◆ Instructions to follow ◆
From the line with "Target: red jersey" to the last line of the data below, repeat every line exactly and add nothing.

◆ Data extracted from a collection ◆
------
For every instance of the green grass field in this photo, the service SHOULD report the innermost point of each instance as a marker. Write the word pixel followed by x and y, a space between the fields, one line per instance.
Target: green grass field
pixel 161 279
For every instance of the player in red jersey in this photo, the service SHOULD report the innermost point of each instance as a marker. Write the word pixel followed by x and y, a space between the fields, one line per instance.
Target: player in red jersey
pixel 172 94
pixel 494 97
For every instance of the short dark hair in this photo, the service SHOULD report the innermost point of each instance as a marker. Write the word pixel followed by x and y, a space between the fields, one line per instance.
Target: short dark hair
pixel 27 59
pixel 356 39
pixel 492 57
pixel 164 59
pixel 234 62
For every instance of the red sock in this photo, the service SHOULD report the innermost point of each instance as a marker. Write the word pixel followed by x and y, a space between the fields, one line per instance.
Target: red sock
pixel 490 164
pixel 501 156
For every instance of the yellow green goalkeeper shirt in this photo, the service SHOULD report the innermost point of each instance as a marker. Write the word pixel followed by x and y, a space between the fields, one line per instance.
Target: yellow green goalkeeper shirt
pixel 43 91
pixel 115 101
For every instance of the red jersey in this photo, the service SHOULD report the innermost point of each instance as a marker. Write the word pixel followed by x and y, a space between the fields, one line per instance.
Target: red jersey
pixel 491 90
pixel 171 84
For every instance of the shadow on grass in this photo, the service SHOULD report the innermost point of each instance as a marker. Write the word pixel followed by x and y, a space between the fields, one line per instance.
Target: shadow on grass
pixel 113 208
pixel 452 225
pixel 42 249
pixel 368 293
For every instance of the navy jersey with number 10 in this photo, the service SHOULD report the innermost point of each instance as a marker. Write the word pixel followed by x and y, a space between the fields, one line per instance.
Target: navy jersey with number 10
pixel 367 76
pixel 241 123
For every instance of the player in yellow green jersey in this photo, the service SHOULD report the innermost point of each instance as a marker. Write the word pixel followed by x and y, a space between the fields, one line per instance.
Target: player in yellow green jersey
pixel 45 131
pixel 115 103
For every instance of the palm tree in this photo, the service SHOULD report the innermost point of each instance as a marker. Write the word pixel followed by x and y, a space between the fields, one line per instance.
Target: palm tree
------
◆ Exercise response ◆
Target: red jersey
pixel 491 90
pixel 171 84
For every instance of the shadow on grass in this photo, the service SHOULD report the innermost point of each instance as a marker. Write the word pixel followed by x and y, a space between the fields, one line per instance.
Target: shadow on grass
pixel 113 208
pixel 452 225
pixel 42 249
pixel 368 293
For every instance of the navy jersey with number 10 in this photo, the service SHOULD report the innermost point of each instance as a marker. Write the word pixel followed by x and y, a space between the fields, one line per instance.
Target: navy jersey with number 10
pixel 367 76
pixel 241 123
For every instance of the player in yellow green jersey in this photo, the service SHOULD report the innermost point of each instance as a marker. Write the word pixel followed by x and y, a space between the fields, one line per instance.
Target: player in yellow green jersey
pixel 45 131
pixel 115 103
For every instance of the palm tree in this photo, the service SHOULD report the innermost point of each instance as a marker. Write the word pixel followed by x and y, a space between the fields, one line per instance.
Target: palm tree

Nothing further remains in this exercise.